Outline items for labeled areas:

▼

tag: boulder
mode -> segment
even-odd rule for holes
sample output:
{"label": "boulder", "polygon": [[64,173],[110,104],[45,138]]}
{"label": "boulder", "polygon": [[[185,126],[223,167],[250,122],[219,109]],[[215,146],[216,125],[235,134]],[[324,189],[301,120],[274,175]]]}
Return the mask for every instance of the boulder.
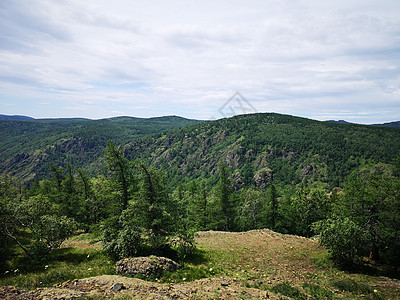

▲

- What the task asks: Change every occurrence of "boulder" to "rock" throughout the listing, keeping all other text identical. Omit the pictures from your output.

- Final result:
tag: rock
mode -> segment
even-odd rule for holes
sample output:
{"label": "rock", "polygon": [[64,173],[110,104],[45,138]]}
{"label": "rock", "polygon": [[[185,126],[223,167],[250,122],[219,109]],[[215,146],[216,125],[235,134]],[[324,189],[301,120],[274,175]]]}
Return the mask for every instance of the rock.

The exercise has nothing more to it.